* BEGIN Document *
Increasing challenges and complexities of business have forced data warehousing to become a distinct discipline. Over the years this has led to best business practices, improved technologies, and hundreds of books being published on the topic.
Instead, this article will discuss the future of data warehousing and how it has been impacted by the cloud. Over the past decade, we have seen multiple new cloud data warehousing technologies pop up and be responsible for the largest software IPOs in history.
All because of a data warehouse.
A technology and discipline that is rarely even discussed in most computer science or IT degrees in college. Yet almost every large and medium organization has some form of the data warehouse.
It’s estimated by the year 2025 that the data warehouse market will near double from its current 18 billion USD market cap to 30 billion USD.
In this article, we will not only discuss why so many businesses are willing to invest in a data warehouse but we will also discuss how the cloud has improved data warehouses as well as leveled the playing field for businesses of all sizes.
So whether you want to learn more about data warehousing or you are a director, small business owner, or CEO this article will help you understand the vast world of data warehousing.
Before we talk about Cloud data warehousing. We need to understand why data warehousing is important.
Investing in a data warehouse is very expensive. Regardless of the size of your company.
At the end of the day, all a data warehouse is, is a copy of the same data from your internal databases and third-party tools.
So why not just pull the data from there?
There are several reasons.
Performance is one of the main reasons for creating a data warehouse. Just pulling data from an application database for analytical purposes can cause problems both for the analytics as well as for the application.
If analysts were to directly access application databases, they may slow down their performance because often analytical queries will analyze numbers of rows at one time.
Also, due to the sheer number of updates, and transactions occurring, it is much more likely that either a table will lock or a server will reach capacity which could impact users.
And those are only some of the more surface-level performance issues.
Some of the other performance factors you will deal with are caused by the fact that analytical processes are very different than transactional.
We can look at the image below and see a general difference.
Transactions generally involve a small number of rows and are either inserting, deleting, or updating.
Analytical clauses are usually pivoting, aggregating, and attempting to create some sort of metric. One SQL clause might be querying entire tables all at once.
An application database is developed to better handle the first case and not the second.
Application databases require lots of joins due to their level of normalization. This isn’t just hard for analysts and users to deal with. It can also slow down general queries.
Also, Analytical queries will often benefit from a more columnar approach to how the data is stored(which is very common in modern data warehouses) and not a row based version.
Overall, the design of a data warehouse, infrastructure, and general usability requirements push for companies to develop data warehouses.
One of the other key factors about a data warehouse is that it centralizes all of your companies’ various workflows in one place.
For example, if your teams were to just use the application databases and third party reporting. They would need to extract, download, and then mesh all the data together in their Excel and Tableau dashboards and documents.
* END Document *
* [Exercise tasks]
1. Write out the passage of the data warehousing article from "It’s estimated by" to "of all sizes." word for word.
2. Summarize the data warehousing article in two sentences.
The rows that follow are separate material and have no connection to the article above.
* BEGIN Supplied records *
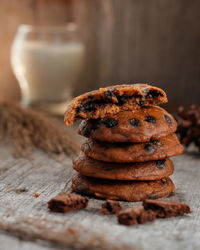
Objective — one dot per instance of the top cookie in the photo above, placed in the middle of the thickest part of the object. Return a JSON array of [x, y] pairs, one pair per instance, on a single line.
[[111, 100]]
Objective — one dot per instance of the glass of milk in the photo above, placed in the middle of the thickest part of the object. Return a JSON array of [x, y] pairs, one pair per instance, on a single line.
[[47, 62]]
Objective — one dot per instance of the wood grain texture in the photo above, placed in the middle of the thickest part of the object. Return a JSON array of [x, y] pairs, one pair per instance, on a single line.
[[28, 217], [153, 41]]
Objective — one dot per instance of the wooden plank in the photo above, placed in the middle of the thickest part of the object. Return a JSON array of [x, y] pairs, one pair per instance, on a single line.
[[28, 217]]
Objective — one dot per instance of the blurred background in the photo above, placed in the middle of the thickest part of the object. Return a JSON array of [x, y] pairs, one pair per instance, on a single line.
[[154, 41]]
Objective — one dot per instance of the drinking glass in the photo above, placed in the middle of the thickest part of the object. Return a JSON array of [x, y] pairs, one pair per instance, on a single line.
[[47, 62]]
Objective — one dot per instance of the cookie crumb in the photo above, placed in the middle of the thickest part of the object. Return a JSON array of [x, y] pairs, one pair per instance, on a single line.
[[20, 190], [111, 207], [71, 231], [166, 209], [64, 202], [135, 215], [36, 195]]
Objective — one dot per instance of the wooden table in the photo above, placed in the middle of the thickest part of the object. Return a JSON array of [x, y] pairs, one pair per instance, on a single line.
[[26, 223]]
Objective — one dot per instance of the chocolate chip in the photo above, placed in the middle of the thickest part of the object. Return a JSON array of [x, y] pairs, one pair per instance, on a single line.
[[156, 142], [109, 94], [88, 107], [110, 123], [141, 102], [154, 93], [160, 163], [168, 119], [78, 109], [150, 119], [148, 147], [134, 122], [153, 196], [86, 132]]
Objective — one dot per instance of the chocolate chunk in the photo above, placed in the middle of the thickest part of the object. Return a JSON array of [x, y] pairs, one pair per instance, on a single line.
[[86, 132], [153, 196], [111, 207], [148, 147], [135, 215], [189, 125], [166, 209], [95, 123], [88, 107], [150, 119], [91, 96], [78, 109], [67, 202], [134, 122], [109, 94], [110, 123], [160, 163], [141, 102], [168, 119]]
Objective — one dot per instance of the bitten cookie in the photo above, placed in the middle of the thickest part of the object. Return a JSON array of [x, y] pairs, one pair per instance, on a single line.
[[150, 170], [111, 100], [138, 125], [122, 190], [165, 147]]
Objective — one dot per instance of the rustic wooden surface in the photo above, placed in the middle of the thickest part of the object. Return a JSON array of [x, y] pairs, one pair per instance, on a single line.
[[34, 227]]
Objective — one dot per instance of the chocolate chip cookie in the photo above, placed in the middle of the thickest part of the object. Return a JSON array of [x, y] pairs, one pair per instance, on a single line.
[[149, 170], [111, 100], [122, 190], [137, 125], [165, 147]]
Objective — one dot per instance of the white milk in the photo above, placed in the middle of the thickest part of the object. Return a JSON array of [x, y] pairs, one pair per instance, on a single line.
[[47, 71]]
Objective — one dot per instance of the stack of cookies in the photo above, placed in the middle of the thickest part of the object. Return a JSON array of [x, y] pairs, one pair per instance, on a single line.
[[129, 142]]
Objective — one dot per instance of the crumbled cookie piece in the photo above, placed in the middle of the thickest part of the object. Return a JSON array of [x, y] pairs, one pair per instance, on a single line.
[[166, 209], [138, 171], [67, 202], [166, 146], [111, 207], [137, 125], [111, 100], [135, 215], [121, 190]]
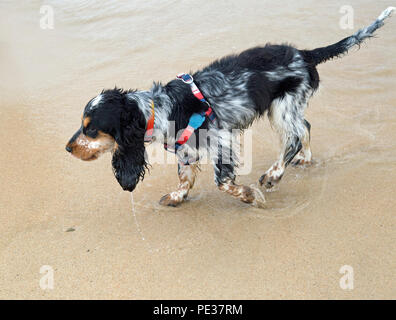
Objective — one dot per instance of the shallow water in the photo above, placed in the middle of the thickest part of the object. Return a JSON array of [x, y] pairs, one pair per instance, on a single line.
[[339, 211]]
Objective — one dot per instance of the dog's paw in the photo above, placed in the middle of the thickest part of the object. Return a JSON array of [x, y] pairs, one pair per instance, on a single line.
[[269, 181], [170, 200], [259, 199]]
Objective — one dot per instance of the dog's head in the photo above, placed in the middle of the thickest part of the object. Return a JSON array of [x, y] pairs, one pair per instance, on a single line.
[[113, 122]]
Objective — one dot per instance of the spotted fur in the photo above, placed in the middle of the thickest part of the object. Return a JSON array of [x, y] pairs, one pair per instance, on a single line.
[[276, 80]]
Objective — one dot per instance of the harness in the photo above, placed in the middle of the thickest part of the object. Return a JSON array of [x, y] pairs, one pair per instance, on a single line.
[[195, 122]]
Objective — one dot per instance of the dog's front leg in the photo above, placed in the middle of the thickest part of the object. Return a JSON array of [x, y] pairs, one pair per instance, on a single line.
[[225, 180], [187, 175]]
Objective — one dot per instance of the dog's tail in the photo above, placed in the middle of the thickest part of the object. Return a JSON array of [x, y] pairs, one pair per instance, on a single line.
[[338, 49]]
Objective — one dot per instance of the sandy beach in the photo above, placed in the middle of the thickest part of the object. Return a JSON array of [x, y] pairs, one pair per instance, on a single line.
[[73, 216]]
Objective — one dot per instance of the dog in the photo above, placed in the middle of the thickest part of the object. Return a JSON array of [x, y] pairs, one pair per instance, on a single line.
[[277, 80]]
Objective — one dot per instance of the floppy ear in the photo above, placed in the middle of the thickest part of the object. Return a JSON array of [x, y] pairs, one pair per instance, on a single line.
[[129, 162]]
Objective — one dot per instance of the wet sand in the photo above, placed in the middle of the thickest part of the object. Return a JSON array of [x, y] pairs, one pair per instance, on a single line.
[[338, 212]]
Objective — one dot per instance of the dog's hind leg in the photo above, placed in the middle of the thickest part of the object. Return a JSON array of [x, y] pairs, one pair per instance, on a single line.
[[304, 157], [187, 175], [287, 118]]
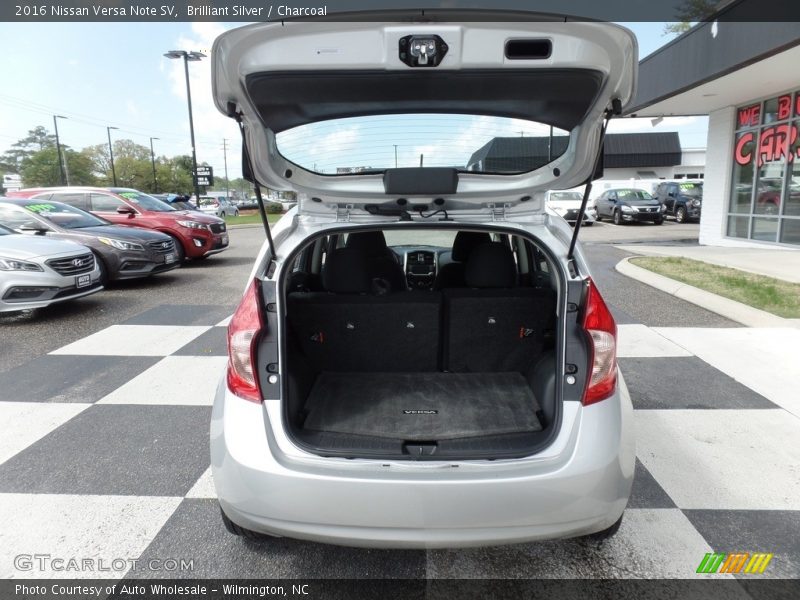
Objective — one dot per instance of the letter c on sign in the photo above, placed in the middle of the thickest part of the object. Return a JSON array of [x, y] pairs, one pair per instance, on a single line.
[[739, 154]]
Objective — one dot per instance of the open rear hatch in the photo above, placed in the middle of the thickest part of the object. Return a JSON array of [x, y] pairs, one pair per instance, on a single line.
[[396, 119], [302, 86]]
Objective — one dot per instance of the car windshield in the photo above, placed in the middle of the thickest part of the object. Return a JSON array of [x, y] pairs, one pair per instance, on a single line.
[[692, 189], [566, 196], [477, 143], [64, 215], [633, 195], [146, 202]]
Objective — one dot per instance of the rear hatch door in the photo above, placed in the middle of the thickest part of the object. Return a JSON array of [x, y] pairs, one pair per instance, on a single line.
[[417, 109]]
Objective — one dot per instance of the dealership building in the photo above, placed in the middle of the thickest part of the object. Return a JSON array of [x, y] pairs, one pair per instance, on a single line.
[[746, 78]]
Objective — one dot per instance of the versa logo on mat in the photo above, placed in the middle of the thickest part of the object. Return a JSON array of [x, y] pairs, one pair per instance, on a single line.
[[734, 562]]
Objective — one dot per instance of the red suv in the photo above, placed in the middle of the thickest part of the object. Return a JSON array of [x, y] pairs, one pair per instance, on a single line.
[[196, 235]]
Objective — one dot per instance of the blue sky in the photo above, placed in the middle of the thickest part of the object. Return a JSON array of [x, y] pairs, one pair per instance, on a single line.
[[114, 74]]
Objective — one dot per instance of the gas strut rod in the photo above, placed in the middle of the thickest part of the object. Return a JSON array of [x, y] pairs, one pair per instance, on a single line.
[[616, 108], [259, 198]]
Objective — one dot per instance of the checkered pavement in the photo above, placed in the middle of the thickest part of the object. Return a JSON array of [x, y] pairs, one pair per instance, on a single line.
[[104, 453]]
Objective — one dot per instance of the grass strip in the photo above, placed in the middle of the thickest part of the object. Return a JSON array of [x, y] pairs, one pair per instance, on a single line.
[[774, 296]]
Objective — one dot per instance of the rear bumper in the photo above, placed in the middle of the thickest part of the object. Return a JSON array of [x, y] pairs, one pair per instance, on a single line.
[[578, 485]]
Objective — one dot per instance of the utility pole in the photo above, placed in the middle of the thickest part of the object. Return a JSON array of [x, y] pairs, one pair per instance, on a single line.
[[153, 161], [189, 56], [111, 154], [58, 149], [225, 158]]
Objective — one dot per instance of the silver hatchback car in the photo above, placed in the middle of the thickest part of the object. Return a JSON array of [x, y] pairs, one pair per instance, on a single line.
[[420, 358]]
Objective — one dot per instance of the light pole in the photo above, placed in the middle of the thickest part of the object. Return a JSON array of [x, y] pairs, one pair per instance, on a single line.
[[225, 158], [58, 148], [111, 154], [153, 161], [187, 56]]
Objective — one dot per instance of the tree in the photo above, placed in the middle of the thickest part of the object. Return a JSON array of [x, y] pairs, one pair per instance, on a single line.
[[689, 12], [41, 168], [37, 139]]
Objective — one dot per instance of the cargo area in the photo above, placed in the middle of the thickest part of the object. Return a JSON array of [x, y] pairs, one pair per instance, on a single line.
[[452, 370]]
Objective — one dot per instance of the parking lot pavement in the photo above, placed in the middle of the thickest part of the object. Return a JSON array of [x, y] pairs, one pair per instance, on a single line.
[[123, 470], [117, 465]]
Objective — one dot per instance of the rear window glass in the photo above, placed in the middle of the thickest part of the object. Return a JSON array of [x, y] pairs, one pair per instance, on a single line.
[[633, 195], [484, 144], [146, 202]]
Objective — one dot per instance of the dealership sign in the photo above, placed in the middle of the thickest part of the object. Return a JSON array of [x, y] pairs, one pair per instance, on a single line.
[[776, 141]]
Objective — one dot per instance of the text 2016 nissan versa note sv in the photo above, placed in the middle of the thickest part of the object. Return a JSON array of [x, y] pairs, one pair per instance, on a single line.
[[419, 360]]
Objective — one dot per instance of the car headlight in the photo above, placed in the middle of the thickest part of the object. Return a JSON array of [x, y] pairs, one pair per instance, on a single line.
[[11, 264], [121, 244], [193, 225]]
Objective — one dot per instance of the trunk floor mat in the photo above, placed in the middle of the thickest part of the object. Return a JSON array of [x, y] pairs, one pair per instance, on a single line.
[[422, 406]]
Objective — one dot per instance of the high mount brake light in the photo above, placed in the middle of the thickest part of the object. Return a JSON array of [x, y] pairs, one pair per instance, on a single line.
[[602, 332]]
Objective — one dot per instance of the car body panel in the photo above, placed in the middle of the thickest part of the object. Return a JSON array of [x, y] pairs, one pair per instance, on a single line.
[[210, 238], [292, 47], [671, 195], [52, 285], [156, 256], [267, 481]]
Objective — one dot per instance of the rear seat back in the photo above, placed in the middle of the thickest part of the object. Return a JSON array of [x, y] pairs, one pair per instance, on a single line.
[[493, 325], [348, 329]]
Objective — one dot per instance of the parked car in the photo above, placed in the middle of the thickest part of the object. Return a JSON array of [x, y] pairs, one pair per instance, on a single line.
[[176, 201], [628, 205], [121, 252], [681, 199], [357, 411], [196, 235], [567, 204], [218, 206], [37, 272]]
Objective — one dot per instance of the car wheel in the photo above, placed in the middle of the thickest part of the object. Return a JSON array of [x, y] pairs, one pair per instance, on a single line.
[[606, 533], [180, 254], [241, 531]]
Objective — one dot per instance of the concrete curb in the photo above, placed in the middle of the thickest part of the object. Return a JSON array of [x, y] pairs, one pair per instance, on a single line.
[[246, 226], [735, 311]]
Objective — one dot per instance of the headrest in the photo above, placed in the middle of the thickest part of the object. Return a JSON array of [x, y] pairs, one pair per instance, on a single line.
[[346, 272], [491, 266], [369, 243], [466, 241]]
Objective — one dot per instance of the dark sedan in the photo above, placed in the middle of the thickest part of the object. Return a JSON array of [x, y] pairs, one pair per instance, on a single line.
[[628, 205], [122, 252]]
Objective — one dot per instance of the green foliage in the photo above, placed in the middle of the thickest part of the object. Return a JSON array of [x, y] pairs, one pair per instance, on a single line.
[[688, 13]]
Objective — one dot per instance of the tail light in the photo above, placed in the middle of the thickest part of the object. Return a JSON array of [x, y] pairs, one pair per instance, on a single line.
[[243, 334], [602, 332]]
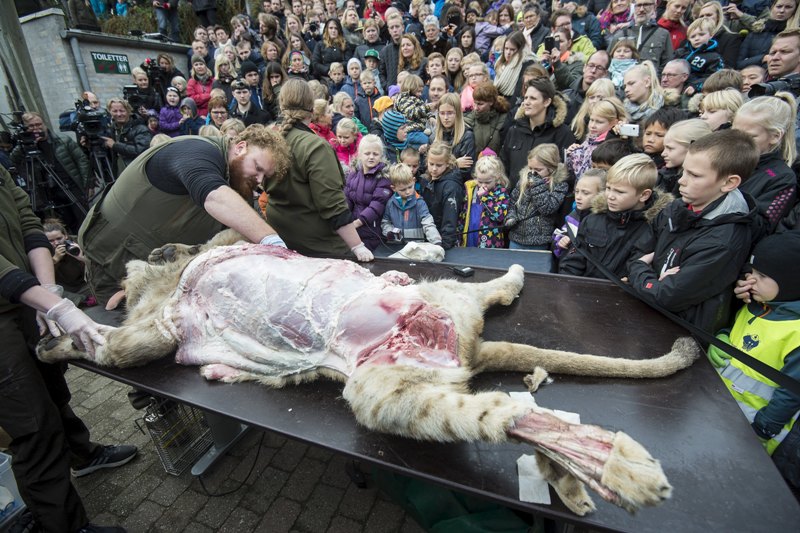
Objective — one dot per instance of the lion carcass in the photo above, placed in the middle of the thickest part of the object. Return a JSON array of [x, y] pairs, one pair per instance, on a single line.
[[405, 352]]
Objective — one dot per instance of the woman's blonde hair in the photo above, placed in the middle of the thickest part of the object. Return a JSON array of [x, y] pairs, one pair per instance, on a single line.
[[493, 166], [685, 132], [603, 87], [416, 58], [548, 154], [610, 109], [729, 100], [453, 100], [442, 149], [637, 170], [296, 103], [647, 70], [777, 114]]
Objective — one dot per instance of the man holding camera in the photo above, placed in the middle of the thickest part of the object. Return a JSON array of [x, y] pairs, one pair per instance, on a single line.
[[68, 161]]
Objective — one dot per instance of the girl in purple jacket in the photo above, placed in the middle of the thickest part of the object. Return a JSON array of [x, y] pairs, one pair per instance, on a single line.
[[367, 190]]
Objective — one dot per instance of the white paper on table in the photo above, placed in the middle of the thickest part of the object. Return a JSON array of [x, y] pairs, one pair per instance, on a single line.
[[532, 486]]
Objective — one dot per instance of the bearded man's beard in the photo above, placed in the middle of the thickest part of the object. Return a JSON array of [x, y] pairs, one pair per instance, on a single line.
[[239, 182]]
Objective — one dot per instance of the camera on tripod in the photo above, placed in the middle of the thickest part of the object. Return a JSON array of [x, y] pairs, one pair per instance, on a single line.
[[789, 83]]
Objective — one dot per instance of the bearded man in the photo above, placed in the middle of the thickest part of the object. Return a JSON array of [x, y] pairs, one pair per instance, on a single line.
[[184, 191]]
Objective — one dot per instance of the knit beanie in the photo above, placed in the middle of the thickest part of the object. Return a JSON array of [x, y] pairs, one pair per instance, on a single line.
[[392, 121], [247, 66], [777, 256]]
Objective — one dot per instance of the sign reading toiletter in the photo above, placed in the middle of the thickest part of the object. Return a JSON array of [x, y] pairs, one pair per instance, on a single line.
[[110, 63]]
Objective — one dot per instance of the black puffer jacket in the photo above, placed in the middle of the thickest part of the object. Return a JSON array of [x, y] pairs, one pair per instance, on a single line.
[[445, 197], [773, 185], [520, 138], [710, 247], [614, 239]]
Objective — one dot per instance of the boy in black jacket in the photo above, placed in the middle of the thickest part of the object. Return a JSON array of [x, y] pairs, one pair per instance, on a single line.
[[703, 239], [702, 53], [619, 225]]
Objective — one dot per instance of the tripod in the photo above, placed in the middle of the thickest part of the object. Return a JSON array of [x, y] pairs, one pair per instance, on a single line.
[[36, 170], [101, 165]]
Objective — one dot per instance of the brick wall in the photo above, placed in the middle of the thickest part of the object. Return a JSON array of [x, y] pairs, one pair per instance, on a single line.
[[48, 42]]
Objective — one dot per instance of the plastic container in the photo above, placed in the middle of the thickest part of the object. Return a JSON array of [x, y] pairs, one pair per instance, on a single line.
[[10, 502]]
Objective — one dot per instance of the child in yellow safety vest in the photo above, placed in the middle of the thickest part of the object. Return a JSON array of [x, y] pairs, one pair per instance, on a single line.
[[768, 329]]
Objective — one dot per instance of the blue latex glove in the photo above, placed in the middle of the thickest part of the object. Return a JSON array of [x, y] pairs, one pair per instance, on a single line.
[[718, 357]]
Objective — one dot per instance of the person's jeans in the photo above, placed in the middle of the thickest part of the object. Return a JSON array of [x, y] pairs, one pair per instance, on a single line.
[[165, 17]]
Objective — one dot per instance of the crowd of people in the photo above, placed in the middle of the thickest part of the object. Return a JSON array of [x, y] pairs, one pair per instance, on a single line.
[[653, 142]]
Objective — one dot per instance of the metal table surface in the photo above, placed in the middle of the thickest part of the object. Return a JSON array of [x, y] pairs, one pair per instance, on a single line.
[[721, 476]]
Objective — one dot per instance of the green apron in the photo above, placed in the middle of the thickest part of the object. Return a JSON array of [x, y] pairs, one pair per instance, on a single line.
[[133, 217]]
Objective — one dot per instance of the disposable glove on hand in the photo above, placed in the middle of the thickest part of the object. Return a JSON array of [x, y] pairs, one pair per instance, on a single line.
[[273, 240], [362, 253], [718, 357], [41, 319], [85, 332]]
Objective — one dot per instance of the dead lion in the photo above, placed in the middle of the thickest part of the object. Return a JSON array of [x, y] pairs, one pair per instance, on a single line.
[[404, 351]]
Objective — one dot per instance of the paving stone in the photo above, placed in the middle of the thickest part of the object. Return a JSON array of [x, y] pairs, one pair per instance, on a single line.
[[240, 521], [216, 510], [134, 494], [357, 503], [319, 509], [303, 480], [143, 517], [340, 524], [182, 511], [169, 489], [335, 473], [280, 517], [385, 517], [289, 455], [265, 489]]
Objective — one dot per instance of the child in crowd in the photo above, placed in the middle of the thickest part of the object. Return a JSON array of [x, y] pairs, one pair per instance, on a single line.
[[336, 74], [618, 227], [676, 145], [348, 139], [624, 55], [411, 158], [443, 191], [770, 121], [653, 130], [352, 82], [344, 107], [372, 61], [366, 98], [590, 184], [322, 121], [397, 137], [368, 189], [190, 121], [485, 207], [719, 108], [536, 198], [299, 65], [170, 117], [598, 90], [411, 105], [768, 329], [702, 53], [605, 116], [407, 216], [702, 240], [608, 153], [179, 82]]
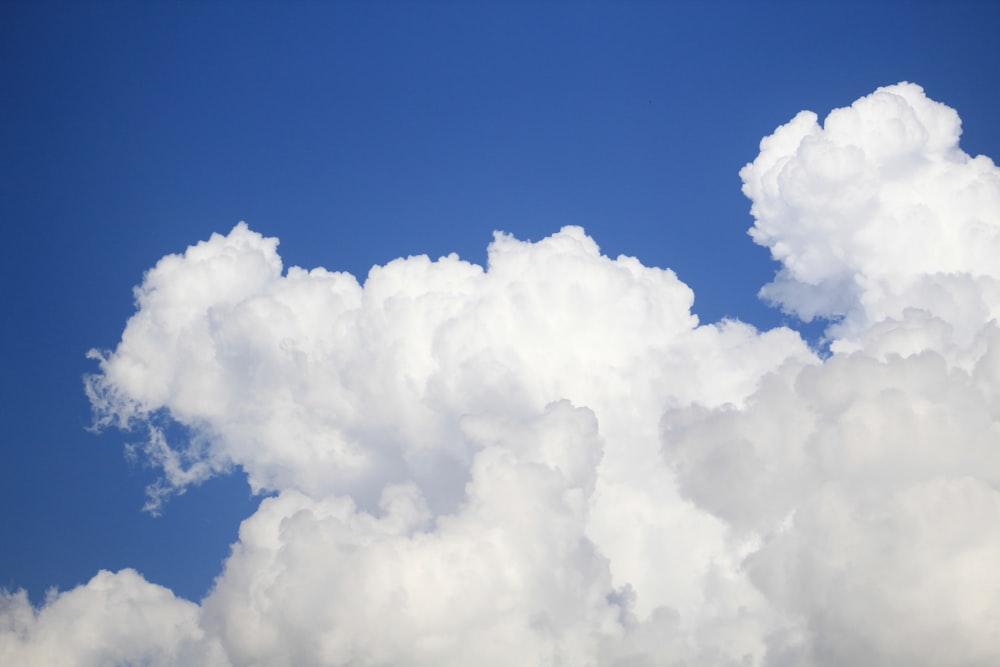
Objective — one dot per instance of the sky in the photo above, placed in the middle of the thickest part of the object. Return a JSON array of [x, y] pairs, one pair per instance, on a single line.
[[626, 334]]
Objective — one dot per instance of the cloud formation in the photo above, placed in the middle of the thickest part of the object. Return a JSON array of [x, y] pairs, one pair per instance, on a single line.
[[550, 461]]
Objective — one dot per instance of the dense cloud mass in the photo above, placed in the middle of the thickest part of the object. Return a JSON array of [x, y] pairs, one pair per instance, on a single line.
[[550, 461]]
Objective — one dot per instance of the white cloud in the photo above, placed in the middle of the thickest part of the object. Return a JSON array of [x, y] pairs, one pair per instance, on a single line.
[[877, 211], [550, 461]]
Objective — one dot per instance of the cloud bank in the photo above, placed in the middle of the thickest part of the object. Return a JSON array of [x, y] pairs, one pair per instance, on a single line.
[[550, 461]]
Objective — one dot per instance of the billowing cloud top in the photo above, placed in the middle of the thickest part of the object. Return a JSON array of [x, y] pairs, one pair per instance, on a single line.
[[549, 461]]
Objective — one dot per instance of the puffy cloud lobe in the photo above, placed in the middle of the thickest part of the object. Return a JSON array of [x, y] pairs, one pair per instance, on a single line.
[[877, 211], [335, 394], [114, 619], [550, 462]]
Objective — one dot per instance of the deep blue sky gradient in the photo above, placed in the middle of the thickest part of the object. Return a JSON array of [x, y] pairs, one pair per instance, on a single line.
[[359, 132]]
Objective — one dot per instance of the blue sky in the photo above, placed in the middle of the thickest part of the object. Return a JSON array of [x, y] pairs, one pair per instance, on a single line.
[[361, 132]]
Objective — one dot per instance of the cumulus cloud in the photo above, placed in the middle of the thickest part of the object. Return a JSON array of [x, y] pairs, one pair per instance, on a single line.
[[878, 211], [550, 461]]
* END Supplied records *
* [Expected answers]
1.
It’s estimated by the year 2025 that the data warehouse market will near double from its current 18 billion USD market cap to 30 billion USD.
In this article, we will not only discuss why so many businesses are willing to invest in a data warehouse but we will also discuss how the cloud has improved data warehouses as well as leveled the playing field for businesses of all sizes.

2. The article explains why businesses invest in data warehouses, identifying performance as a main reason because analytical queries run against application databases can slow them down, lock tables, or push servers to capacity. It adds that data warehouses are better suited to analytical work through features such as columnar storage, and that they centralize a company's various workflows in one place.